<<<<
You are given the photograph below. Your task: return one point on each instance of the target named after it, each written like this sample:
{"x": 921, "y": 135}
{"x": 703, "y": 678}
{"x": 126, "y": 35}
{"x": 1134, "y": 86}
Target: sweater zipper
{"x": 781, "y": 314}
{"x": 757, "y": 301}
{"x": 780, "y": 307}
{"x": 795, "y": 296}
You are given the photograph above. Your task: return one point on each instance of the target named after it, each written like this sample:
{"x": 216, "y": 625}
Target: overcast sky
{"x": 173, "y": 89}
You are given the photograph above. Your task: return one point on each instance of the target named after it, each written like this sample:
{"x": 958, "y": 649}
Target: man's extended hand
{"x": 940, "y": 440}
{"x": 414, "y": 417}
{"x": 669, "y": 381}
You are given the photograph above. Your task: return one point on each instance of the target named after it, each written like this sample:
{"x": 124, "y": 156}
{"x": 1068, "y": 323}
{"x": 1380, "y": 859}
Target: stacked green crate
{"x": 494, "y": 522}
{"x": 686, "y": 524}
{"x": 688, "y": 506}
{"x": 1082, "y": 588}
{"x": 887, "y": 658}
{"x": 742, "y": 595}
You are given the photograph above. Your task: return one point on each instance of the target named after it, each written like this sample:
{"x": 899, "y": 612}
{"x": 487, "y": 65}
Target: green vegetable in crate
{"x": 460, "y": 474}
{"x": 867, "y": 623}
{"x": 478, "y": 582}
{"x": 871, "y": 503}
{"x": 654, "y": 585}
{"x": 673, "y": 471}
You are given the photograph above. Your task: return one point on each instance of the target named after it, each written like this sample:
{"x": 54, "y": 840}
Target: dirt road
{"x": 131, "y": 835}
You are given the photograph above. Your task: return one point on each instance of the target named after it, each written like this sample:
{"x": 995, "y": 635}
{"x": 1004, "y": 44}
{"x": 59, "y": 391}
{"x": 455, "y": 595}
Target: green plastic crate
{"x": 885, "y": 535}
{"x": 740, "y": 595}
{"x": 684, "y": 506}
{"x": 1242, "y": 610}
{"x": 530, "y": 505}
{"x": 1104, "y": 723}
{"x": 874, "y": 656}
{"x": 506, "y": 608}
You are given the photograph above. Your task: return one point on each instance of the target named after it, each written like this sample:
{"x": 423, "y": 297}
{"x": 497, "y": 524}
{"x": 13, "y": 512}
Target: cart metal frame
>>>>
Every entry above should come back exactly as written.

§ **Task output**:
You are given the photograph below. Your task: return one point on each instance of the target named after it, each written like this sample:
{"x": 921, "y": 135}
{"x": 703, "y": 678}
{"x": 126, "y": 35}
{"x": 1134, "y": 86}
Target: sweater zipper
{"x": 781, "y": 314}
{"x": 757, "y": 301}
{"x": 780, "y": 307}
{"x": 795, "y": 296}
You are given the photograph above. Your task: return one point on each instance of the target named after it, each written like this sample:
{"x": 216, "y": 625}
Target: overcast sky
{"x": 173, "y": 89}
You are given the photograph above. Your task: return one point on each instance of the target named after it, each written like this sample:
{"x": 958, "y": 649}
Target: man's extended hand
{"x": 940, "y": 440}
{"x": 414, "y": 417}
{"x": 669, "y": 381}
You are given the photograph above. Your task: return one point on each instance of the target named after it, each written like this sample:
{"x": 124, "y": 156}
{"x": 1068, "y": 323}
{"x": 1380, "y": 859}
Target: stacked green crate
{"x": 494, "y": 522}
{"x": 686, "y": 524}
{"x": 688, "y": 506}
{"x": 1082, "y": 588}
{"x": 887, "y": 658}
{"x": 742, "y": 595}
You are given the photograph above. Your task: return one point on each instance of the target named after it, each written like this sample:
{"x": 899, "y": 612}
{"x": 487, "y": 65}
Target: green vegetable in crate
{"x": 460, "y": 474}
{"x": 867, "y": 623}
{"x": 478, "y": 582}
{"x": 871, "y": 503}
{"x": 654, "y": 585}
{"x": 673, "y": 471}
You are given the photograph above. Your task: return one point on each instance of the target named after it, each written like this sample:
{"x": 54, "y": 840}
Target: dirt road
{"x": 131, "y": 835}
You are given the photograph above. Your task: return one point on each instance of the target named after it, each written like this sample:
{"x": 995, "y": 635}
{"x": 1004, "y": 44}
{"x": 59, "y": 391}
{"x": 455, "y": 595}
Target: green plastic crate
{"x": 885, "y": 535}
{"x": 740, "y": 595}
{"x": 684, "y": 506}
{"x": 1242, "y": 610}
{"x": 530, "y": 505}
{"x": 1104, "y": 723}
{"x": 874, "y": 656}
{"x": 506, "y": 608}
You are given the photograph above. Your task: return one point on each instance of the target named after it, each written like this sample:
{"x": 423, "y": 297}
{"x": 497, "y": 524}
{"x": 13, "y": 512}
Target: cart metal frame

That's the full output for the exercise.